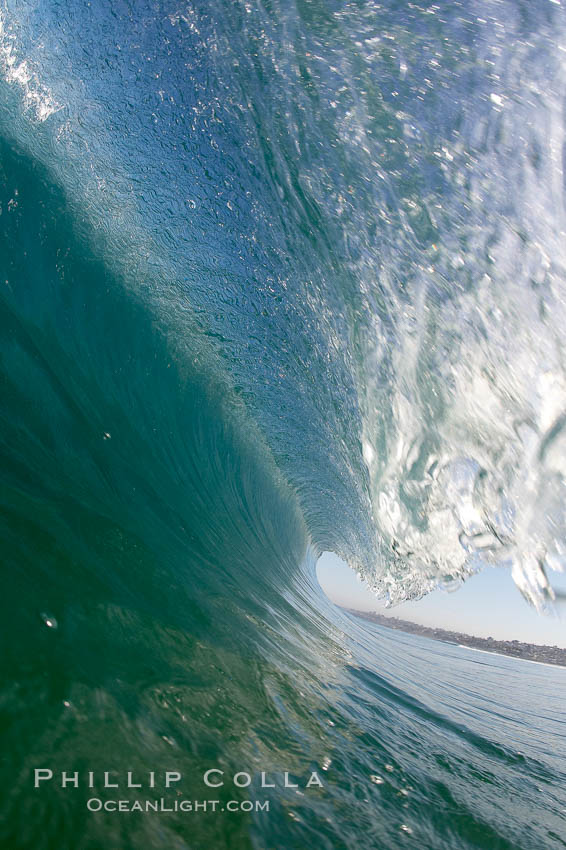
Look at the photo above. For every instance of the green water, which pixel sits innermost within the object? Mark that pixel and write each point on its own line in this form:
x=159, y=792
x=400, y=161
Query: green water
x=275, y=279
# # # #
Work instruction => Each record above is to be written out exactly; the pictures are not.

Answer to this exercise =>
Look at the photo above. For every instance of the green water, which pixel sits innermost within the object? Mark that pixel and write each point on its own line in this form:
x=159, y=792
x=400, y=161
Query: green water
x=275, y=279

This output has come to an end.